## Short problem
Which lines in the records below contain the word "vent", with case counting? Report each such line in full.

## Listed records
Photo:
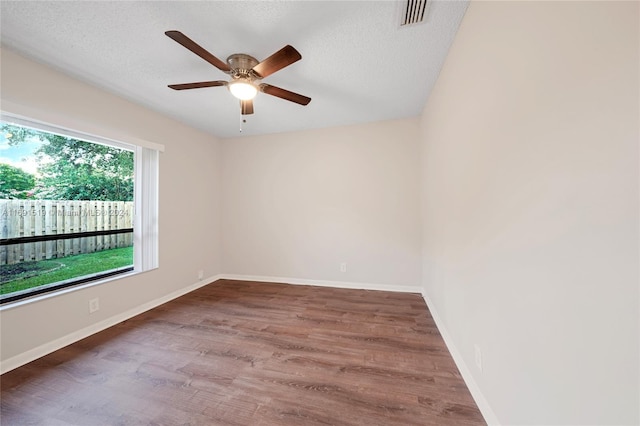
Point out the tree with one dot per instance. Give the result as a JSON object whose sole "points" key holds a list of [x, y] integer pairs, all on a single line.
{"points": [[72, 169], [15, 182]]}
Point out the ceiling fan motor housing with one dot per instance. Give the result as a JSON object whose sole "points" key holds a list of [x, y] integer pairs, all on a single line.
{"points": [[241, 65]]}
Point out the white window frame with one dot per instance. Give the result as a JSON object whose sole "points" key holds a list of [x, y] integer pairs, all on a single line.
{"points": [[146, 179]]}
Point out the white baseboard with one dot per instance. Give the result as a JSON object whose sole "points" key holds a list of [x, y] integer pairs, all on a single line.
{"points": [[484, 407], [324, 283], [47, 348], [40, 351]]}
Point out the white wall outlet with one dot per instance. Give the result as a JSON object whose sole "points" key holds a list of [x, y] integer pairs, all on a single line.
{"points": [[478, 357], [94, 305]]}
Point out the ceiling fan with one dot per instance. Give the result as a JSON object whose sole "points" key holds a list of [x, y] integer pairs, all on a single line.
{"points": [[245, 71]]}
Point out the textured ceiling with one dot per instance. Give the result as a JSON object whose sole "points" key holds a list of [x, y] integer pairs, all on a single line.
{"points": [[358, 65]]}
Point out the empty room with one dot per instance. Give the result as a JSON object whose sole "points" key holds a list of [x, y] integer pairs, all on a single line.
{"points": [[320, 213]]}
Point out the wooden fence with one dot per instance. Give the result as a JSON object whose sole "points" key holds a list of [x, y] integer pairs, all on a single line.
{"points": [[30, 218]]}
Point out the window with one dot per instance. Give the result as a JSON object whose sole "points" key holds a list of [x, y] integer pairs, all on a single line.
{"points": [[78, 208]]}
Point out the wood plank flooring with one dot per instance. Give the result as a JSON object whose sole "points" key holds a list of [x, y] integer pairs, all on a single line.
{"points": [[247, 353]]}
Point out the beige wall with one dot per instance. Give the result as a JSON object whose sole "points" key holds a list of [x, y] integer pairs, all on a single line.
{"points": [[189, 208], [530, 208], [297, 205]]}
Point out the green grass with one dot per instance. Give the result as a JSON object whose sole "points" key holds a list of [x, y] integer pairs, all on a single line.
{"points": [[25, 275]]}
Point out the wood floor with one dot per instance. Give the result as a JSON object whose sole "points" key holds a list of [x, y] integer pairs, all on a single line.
{"points": [[246, 353]]}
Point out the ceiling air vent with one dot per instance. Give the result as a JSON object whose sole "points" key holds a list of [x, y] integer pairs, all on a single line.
{"points": [[412, 12]]}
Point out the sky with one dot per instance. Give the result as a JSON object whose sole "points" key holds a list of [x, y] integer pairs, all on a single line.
{"points": [[21, 156]]}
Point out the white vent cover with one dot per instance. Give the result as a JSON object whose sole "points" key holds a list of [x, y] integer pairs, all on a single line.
{"points": [[413, 12]]}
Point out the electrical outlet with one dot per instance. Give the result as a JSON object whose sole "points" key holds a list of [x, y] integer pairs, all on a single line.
{"points": [[94, 305], [478, 357]]}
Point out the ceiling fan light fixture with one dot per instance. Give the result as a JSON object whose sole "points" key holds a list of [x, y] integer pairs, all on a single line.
{"points": [[243, 89]]}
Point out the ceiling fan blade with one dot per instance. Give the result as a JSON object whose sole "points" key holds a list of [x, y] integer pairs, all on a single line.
{"points": [[284, 94], [282, 58], [198, 85], [185, 41], [246, 107]]}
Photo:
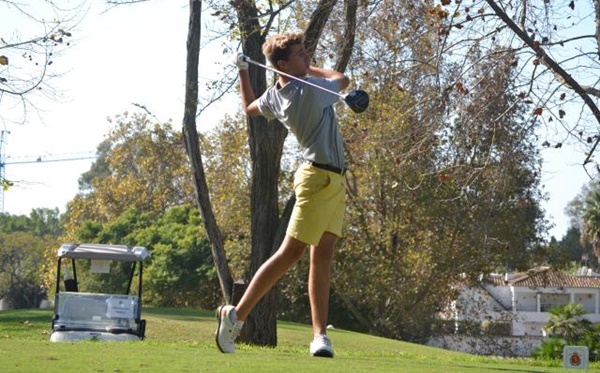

## Exercise answer
Point out the ceiling air vent with one dot per instance. Give the result as a JSON object whose sole "points" key holds a list of [x, y] integer pairs, all on a single line.
Point out the white vent cover with one dot per instance. Give the result as a JSON object whose sole "points" key holds a list of [x, y] integer pairs, all on a single line.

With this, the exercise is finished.